Quoted passage:
- Genres: Indie rock, Psychedelic rock, Alternative rock, Chillout
- Members: Chris Holmes Brian Liesegang
- Website: ashtar-command.com

= Ashtar Command (band) =

American indie rock band

Ashtar Command is the name of an indie rock band composed of Chris Holmes (not to be confused with the former guitar player for the metal band W.A.S.P.) and Brian Liesegang. They have released one album: "Love Songs In Advance of the Landing", one EP: "Holding Out For Love", and have had songs featured in a number of feature films, television series, television commercials, and video games such as one of the first Microsoft Zune commercials, on the FIFA 13 soundtrack list, two Nissan Altima commercials, on The Avengers (1998) Soundtrack, on Spread, on Fragments, on The O.C. television series, and on Rockstar Games' Red Dead Redemption Original Soundtrack and in the video game end credits sequence.

Task to carry out:
Output the part of the band text from "American indie rock" up to and including "end credits sequence.", copied word for word. The entries that come next are separate material and have no connection to the band text.

Listing:
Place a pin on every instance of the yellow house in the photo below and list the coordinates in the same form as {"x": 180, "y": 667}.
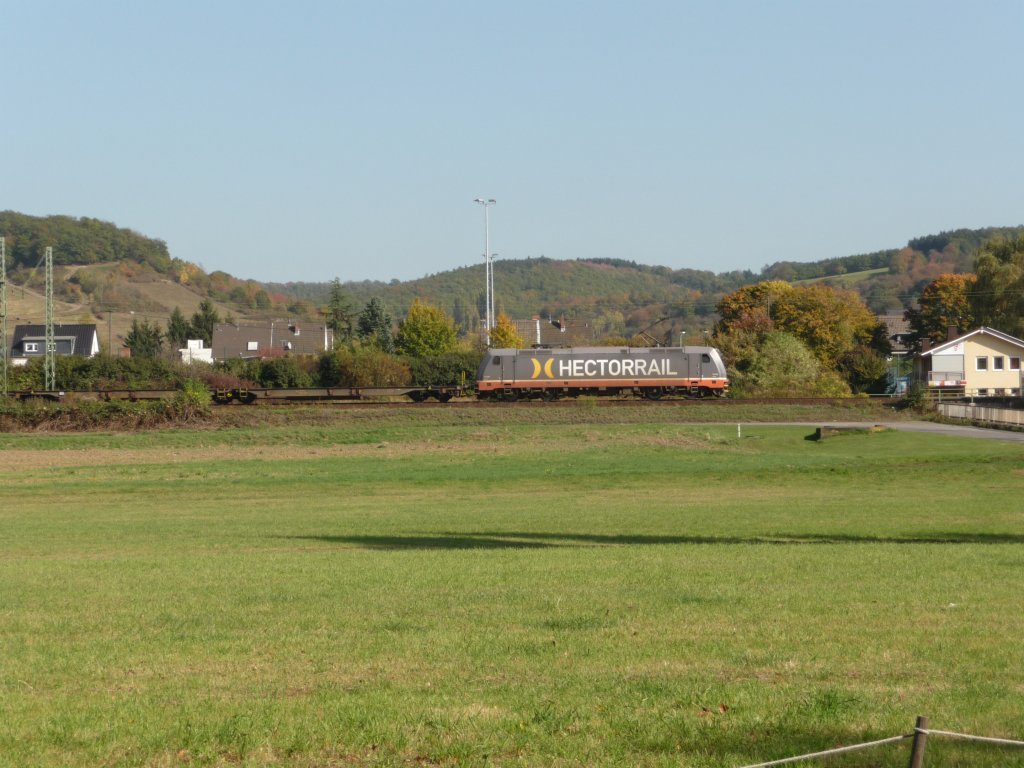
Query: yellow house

...

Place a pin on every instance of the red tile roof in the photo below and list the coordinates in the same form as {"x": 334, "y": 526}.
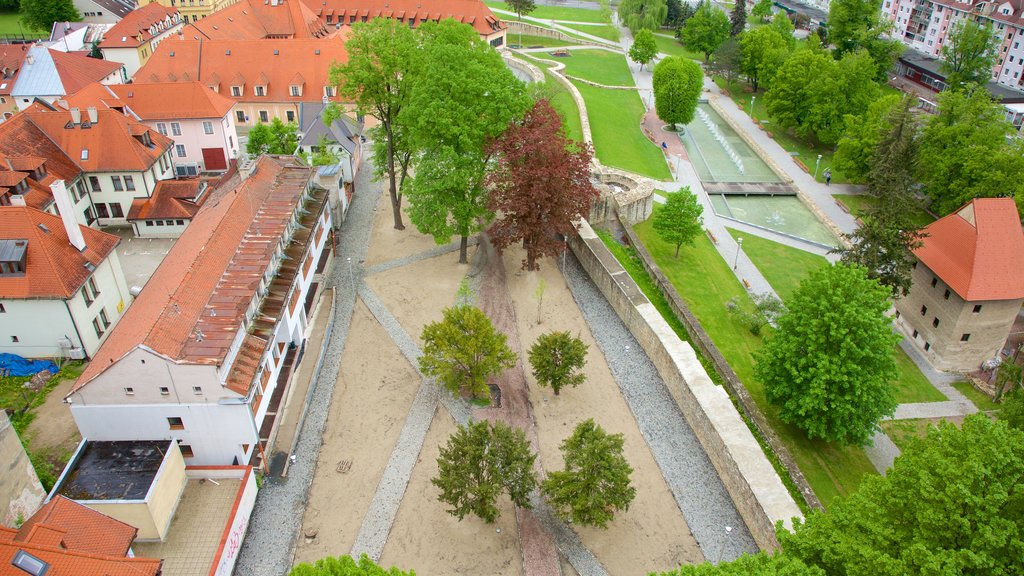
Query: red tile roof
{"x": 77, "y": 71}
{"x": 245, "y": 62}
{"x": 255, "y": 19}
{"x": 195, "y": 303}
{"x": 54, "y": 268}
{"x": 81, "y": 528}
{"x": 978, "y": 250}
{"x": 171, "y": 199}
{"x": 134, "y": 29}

Full response:
American indie rock band

Ashtar Command is the name of an indie rock band composed of Chris Holmes (not to be confused with the former guitar player for the metal band W.A.S.P.) and Brian Liesegang. They have released one album: "Love Songs In Advance of the Landing", one EP: "Holding Out For Love", and have had songs featured in a number of feature films, television series, television commercials, and video games such as one of the first Microsoft Zune commercials, on the FIFA 13 soundtrack list, two Nissan Altima commercials, on The Avengers (1998) Soundtrack, on Spread, on Fragments, on The O.C. television series, and on Rockstar Games' Red Dead Redemption Original Soundtrack and in the video game end credits sequence.